**Given passage**
::::
2.3.2 Chi-Square algorithm

It is based on whether the difference between observed and expected frequencies makes sense. It is used in the qualitatively specified analysis [22]. Which is used for the chi-square test,

  • In the test of whether there is a difference between two or more groups,
  • In the test of whether there is a link between the two variables,
  • In the inter-group homogeneity test.

Test whether the distribution obtained from the sample conforms to any desired theoretical distribution (compatibility goodness test).

2.3.3 Mutual Information (MI)

In feature selection, MI is a statistical technique. It measures the degree to which two variables (a and b) are interdependent. Through the use of the other random variable, it assesses the "measure of data" amassed regarding one arbitrary variable [23]. The MI between two discrete random variables, a and b, is calculated using Eq. (2).

$I(A, b)=\sum_{b \in B} \sum_{a \in A} p(a, b) \log \left(\frac{p(a, b)}{p(a) p(b)}\right)$    (2)

where, $p(a, b)$ represents the joint probability function of $A$ and $B$, and $p(a), p(b)$, respectively, represents the marginal probability distribution functions of $A$ and $B$.

2.4 Classification

Seven well-known classifiers are used to verify the collected offline handwritten signature: SVM [24] with the kernel (Radial Basis Function, polynomial, Linear), KNN [25], DT [26], LDA [27], and Naïve Bayes [28]. The specifics of each classifier are detailed in the subsections below.
::::
**Directive A**
Answer these questions about the given passage:
(i) What name does the given passage give to the test of whether a sample's distribution conforms to a desired theoretical distribution?
(ii) What does mutual information measure, according to the given passage?
(iii) How many classifiers are used to verify the collected offline handwritten signature?
**Directive B**
Reproduce the part of the given passage that opens with the words containing "2.3.2 Chi-Square algorithm" and closes with "(compatibility goodness test).".
Answer from the given passage alone.

**Data section**
::::
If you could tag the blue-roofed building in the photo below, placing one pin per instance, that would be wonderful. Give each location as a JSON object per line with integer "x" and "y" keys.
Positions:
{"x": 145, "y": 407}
::::
**Output A**
(i) The compatibility goodness test.
(ii) The degree to which two variables (a and b) are interdependent.
(iii) Seven.

**Output B**
2.3.2 Chi-Square algorithm

It is based on whether the difference between observed and expected frequencies makes sense. It is used in the qualitatively specified analysis [22]. Which is used for the chi-square test,

  • In the test of whether there is a difference between two or more groups,
  • In the test of whether there is a link between the two variables,
  • In the inter-group homogeneity test.

Test whether the distribution obtained from the sample conforms to any desired theoretical distribution (compatibility goodness test).